> **REQUIREMENTS**
Copy out each line of the data below that contains the word "spoon".

> **Bounding box labeling entries**
===============
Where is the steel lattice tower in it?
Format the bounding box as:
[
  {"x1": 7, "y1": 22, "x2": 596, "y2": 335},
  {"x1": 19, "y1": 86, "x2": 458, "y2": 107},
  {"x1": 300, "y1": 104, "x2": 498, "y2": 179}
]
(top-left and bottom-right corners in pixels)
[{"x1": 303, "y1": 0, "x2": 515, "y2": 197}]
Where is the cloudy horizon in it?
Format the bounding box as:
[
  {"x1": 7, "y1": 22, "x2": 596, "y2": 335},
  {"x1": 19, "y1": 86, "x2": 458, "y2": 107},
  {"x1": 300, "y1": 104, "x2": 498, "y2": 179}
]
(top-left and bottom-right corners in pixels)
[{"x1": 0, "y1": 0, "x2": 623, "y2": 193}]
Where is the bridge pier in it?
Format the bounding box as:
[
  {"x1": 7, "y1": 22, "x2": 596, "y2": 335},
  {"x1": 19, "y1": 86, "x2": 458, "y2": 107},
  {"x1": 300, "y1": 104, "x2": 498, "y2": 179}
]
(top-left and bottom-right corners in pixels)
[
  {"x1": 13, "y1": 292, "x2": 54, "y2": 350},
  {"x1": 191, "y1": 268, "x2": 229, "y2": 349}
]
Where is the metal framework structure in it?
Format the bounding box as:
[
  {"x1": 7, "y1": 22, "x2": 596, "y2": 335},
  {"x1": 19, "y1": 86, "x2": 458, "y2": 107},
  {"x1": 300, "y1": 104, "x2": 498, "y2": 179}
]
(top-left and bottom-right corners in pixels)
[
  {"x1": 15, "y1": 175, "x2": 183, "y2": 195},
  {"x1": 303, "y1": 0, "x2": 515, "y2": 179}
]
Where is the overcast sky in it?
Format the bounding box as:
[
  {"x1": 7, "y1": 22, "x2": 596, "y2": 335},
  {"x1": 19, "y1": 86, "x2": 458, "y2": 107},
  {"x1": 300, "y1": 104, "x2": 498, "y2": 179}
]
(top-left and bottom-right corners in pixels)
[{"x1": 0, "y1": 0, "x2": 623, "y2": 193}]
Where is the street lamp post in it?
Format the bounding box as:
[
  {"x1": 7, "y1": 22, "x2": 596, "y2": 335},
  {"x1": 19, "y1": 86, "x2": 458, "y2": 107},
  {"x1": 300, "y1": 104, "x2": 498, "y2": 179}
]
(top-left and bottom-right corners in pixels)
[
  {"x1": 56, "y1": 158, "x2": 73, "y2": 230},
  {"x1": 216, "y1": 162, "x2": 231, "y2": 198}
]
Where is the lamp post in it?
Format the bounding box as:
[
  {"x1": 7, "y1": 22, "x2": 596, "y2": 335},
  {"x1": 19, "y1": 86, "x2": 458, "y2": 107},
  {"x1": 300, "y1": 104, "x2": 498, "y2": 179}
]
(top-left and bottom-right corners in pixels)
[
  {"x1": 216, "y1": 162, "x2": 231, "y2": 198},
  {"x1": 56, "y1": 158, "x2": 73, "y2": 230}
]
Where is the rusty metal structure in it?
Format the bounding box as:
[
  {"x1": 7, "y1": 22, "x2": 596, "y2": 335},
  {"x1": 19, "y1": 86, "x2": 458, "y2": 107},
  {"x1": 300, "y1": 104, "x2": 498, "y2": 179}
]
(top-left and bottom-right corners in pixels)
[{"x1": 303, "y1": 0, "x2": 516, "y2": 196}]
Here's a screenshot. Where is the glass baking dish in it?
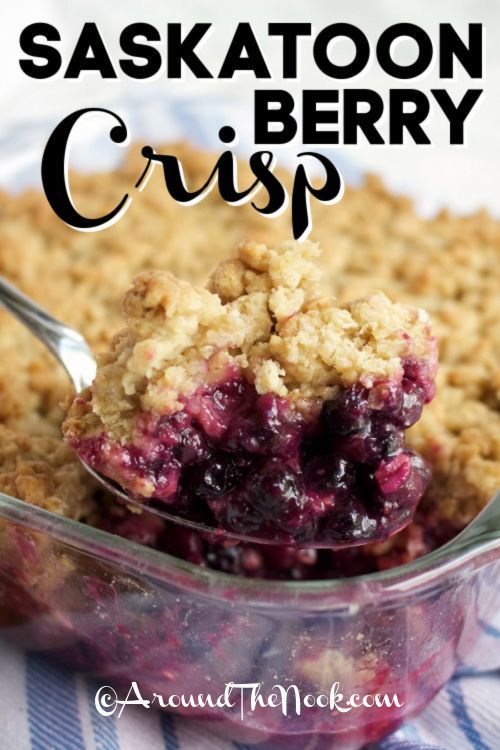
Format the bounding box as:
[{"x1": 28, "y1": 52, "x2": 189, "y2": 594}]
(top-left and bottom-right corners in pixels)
[
  {"x1": 0, "y1": 99, "x2": 500, "y2": 750},
  {"x1": 0, "y1": 488, "x2": 500, "y2": 750}
]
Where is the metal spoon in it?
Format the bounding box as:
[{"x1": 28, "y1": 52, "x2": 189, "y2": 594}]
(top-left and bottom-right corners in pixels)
[{"x1": 0, "y1": 277, "x2": 434, "y2": 549}]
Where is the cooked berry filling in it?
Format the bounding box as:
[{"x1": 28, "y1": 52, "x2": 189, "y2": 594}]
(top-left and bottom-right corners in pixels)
[{"x1": 71, "y1": 359, "x2": 433, "y2": 544}]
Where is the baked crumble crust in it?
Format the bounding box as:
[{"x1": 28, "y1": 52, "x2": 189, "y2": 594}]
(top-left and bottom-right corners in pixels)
[
  {"x1": 63, "y1": 241, "x2": 437, "y2": 442},
  {"x1": 0, "y1": 425, "x2": 93, "y2": 518}
]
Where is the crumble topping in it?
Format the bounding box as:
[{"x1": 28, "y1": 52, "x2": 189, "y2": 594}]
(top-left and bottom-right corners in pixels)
[
  {"x1": 65, "y1": 242, "x2": 437, "y2": 446},
  {"x1": 0, "y1": 138, "x2": 500, "y2": 559}
]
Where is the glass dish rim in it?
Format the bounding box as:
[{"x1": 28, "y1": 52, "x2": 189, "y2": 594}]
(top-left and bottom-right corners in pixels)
[
  {"x1": 0, "y1": 492, "x2": 500, "y2": 610},
  {"x1": 0, "y1": 96, "x2": 500, "y2": 606}
]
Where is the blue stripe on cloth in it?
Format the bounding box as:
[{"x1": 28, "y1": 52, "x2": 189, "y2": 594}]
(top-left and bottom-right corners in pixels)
[
  {"x1": 160, "y1": 711, "x2": 180, "y2": 750},
  {"x1": 477, "y1": 620, "x2": 500, "y2": 638},
  {"x1": 446, "y1": 680, "x2": 492, "y2": 750},
  {"x1": 87, "y1": 680, "x2": 120, "y2": 750},
  {"x1": 26, "y1": 652, "x2": 85, "y2": 750}
]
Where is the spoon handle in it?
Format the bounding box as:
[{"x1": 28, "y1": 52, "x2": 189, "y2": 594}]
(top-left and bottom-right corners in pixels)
[{"x1": 0, "y1": 276, "x2": 96, "y2": 392}]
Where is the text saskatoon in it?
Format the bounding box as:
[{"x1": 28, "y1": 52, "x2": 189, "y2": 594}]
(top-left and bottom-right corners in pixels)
[{"x1": 19, "y1": 22, "x2": 483, "y2": 240}]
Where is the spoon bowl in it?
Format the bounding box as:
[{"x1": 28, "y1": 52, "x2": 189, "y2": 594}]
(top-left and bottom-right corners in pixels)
[{"x1": 0, "y1": 278, "x2": 446, "y2": 549}]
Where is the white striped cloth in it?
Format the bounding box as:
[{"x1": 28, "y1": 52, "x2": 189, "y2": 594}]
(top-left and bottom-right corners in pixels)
[{"x1": 0, "y1": 91, "x2": 500, "y2": 750}]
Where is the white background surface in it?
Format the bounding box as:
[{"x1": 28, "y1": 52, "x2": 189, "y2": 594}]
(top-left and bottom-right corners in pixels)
[{"x1": 0, "y1": 0, "x2": 500, "y2": 215}]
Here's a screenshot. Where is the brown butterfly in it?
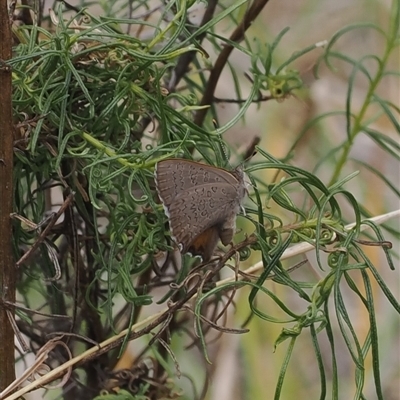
===============
> **REPLY TO THE TASK**
Where is the metal spoon in it?
Where is the spoon handle in it?
Where is the spoon bowl in it?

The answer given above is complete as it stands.